DOCUMENT PASSAGE.
________
Soil has a microbiome, too
The Netherlands is home to windmills and clogs. It is also home to intensively farmed cropland. Holland’s small size and large population have meant that the country has historically needed savvy agriculturalists to feed its people. It grows less and less of its own food. So the government has to buy out farmers to return cropland to a wilder state.
This program started several decades ago. That's according to Martijn Bezemer, a biologist at the Netherlands Institute of Ecology. Back then, conservationists would simply stop planting and let the land be, or, they would strip off the top layer of soil and leave the sandy subsoil exposed to the elements. Neither approach met with much success. They waited for a healthy grassland to take hold. But the soil, degraded after decades of high-intensity farming, wasn’t recovering.
The government recruited Bezemer to try and speed up the restoration process. His group began experimenting with the process of inoculating degraded soils with dirt from healthy ecosystems. Bezemer’s group wanted to use healthy microbes to treat a sick ecosystem the way physicians can treat many intestinal problems by transplanting gut microbes from a healthy person into a sick one.
Their initial work in greenhouses and on small plots impressed Machiel Bosch, a nature manager for the government. He was helping to oversee the restoration process in the Netherlands. Several years ago Bosch received a new parcel of land and he invited Bezemer to try his soil microbial transplants on a larger scale.
The results were published in the journal Nature Plants. They revealed that small soil inoculations from grassland or heathland could help determine which plants would colonize the area and thrive in the future. “You don’t get the right plants if you don’t have the right soil,” says Bezemer.
________
INFORMATION SUPPLIED.
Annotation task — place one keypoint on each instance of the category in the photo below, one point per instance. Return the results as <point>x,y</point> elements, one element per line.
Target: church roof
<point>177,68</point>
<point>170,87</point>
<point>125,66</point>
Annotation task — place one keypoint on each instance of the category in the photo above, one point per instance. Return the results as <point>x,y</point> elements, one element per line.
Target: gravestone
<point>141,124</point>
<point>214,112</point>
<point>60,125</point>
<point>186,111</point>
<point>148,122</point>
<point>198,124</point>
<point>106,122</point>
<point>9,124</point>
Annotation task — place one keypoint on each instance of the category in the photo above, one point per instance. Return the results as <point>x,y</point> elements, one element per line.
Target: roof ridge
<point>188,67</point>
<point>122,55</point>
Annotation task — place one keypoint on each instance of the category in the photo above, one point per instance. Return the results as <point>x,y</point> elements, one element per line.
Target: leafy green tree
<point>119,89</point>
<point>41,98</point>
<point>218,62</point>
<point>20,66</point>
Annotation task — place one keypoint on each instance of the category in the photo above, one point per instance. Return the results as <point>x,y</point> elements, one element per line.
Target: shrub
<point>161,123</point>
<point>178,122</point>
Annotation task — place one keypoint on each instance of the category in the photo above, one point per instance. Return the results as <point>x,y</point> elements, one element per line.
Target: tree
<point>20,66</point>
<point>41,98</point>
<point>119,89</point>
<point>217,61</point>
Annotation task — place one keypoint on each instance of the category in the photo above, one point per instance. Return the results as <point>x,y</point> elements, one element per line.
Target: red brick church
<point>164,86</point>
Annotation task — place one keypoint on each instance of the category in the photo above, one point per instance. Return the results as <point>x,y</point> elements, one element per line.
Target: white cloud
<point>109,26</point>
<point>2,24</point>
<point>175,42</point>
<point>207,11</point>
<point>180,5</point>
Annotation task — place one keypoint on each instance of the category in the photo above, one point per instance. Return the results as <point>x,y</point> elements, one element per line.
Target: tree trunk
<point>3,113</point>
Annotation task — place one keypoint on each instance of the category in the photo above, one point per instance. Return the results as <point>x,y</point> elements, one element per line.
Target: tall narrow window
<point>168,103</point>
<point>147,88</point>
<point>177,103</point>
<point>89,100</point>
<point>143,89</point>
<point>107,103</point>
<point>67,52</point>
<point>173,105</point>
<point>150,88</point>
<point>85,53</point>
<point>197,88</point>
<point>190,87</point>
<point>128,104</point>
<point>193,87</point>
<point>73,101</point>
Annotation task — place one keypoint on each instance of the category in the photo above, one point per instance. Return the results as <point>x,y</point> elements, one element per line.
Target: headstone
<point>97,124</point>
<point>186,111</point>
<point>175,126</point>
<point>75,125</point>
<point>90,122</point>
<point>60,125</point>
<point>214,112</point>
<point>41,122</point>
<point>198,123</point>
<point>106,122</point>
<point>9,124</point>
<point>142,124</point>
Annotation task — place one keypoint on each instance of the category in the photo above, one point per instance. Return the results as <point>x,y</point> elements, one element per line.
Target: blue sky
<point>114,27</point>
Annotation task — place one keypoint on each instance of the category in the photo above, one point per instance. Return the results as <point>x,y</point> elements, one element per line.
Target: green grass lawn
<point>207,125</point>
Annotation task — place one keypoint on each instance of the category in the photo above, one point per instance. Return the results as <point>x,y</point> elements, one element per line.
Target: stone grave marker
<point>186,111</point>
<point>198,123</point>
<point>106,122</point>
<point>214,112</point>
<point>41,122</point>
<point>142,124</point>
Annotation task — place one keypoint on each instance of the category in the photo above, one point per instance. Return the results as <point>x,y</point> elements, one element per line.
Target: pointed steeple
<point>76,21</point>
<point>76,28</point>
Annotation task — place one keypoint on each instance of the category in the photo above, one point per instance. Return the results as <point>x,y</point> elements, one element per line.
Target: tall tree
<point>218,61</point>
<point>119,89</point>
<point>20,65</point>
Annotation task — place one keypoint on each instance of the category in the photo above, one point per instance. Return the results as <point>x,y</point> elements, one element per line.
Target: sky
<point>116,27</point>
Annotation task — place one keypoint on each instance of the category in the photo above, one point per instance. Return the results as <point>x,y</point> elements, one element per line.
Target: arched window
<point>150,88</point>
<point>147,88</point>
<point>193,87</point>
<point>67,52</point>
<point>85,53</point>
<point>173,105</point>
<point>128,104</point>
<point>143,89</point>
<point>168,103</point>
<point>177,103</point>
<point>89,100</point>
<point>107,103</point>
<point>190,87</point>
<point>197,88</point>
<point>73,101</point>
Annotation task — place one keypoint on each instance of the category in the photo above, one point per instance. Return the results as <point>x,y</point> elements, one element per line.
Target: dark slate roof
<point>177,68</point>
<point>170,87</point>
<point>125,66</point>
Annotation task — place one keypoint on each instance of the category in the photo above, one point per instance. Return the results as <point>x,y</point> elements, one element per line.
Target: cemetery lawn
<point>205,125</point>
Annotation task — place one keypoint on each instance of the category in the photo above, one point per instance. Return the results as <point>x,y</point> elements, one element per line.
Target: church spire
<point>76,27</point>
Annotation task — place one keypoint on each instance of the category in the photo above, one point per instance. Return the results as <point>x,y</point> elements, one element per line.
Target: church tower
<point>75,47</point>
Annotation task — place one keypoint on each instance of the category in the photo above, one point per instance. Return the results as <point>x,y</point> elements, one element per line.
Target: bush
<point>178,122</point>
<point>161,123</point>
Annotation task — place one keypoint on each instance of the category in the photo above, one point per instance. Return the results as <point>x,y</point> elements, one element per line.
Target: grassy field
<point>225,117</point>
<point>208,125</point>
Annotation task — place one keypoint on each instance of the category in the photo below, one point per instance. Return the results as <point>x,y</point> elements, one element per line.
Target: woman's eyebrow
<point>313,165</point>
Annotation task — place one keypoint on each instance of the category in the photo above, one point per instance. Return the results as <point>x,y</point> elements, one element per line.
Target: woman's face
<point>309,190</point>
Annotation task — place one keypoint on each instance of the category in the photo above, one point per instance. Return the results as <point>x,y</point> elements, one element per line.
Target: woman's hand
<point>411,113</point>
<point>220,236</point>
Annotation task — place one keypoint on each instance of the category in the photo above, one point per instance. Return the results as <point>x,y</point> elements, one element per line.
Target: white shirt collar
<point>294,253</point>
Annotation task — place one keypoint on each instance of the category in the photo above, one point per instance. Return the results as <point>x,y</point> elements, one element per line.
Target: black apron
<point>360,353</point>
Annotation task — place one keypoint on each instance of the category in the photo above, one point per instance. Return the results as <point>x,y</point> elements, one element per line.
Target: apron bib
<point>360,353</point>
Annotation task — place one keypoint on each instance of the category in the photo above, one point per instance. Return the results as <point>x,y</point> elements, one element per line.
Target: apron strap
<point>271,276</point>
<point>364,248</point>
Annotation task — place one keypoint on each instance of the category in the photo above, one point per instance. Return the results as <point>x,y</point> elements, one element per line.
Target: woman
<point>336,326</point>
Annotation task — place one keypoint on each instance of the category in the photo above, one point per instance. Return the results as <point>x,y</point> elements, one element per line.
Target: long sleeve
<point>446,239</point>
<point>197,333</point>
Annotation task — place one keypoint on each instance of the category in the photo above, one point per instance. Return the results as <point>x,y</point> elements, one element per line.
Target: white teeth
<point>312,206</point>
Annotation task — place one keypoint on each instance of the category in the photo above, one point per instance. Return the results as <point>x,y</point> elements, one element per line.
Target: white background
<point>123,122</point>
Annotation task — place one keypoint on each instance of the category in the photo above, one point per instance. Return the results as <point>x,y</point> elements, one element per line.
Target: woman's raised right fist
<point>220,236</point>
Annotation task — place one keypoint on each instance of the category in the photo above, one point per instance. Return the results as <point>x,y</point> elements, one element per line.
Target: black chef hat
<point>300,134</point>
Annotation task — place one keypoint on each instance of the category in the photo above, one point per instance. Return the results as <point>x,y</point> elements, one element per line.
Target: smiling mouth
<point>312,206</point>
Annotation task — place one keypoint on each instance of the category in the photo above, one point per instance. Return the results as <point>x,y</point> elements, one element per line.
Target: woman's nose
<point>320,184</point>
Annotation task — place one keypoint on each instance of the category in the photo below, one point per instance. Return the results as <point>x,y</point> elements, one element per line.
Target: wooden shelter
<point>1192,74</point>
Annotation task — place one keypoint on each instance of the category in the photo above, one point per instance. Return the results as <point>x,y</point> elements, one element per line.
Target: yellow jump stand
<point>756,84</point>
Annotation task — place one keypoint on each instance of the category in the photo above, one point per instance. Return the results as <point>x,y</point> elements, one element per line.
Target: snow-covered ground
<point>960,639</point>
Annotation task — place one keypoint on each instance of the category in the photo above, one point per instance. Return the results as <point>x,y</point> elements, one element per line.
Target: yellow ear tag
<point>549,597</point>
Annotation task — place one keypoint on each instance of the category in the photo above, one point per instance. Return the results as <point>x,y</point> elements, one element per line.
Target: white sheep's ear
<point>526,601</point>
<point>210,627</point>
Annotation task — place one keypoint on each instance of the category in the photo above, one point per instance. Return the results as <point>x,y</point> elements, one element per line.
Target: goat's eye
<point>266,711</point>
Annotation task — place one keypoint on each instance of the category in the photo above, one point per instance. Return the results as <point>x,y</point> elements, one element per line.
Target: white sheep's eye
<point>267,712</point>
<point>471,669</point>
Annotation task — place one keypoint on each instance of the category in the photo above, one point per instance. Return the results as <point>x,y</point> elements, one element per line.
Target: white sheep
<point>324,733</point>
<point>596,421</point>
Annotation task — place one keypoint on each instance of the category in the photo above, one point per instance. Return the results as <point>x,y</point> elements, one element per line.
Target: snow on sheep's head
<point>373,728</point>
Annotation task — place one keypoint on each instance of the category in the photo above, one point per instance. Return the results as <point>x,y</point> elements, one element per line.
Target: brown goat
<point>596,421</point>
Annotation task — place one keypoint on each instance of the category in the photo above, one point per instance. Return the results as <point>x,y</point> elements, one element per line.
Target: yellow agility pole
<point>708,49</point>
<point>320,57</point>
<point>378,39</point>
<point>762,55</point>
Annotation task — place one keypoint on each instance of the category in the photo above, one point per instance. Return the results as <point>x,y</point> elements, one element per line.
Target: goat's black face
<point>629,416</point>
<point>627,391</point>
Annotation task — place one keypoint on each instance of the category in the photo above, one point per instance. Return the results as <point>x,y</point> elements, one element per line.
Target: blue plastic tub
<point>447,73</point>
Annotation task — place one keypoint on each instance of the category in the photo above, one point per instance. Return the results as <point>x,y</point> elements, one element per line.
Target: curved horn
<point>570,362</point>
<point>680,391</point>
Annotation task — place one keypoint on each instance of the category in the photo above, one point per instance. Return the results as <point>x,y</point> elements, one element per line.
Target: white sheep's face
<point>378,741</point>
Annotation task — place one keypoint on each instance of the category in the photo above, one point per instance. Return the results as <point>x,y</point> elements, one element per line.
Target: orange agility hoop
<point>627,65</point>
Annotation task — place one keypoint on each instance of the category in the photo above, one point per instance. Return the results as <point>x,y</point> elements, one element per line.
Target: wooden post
________
QUESTIONS.
**A)** Transcribe the soil microbiome article from "The government recruited" to "a sick one.", inclusive.
**B)** According to the soil microbiome article, which journal published the results of the larger-scale soil transplant work?

ANSWERS PER TASK.
**A)**
The government recruited Bezemer to try and speed up the restoration process. His group began experimenting with the process of inoculating degraded soils with dirt from healthy ecosystems. Bezemer’s group wanted to use healthy microbes to treat a sick ecosystem the way physicians can treat many intestinal problems by transplanting gut microbes from a healthy person into a sick one.

**B)** Nature Plants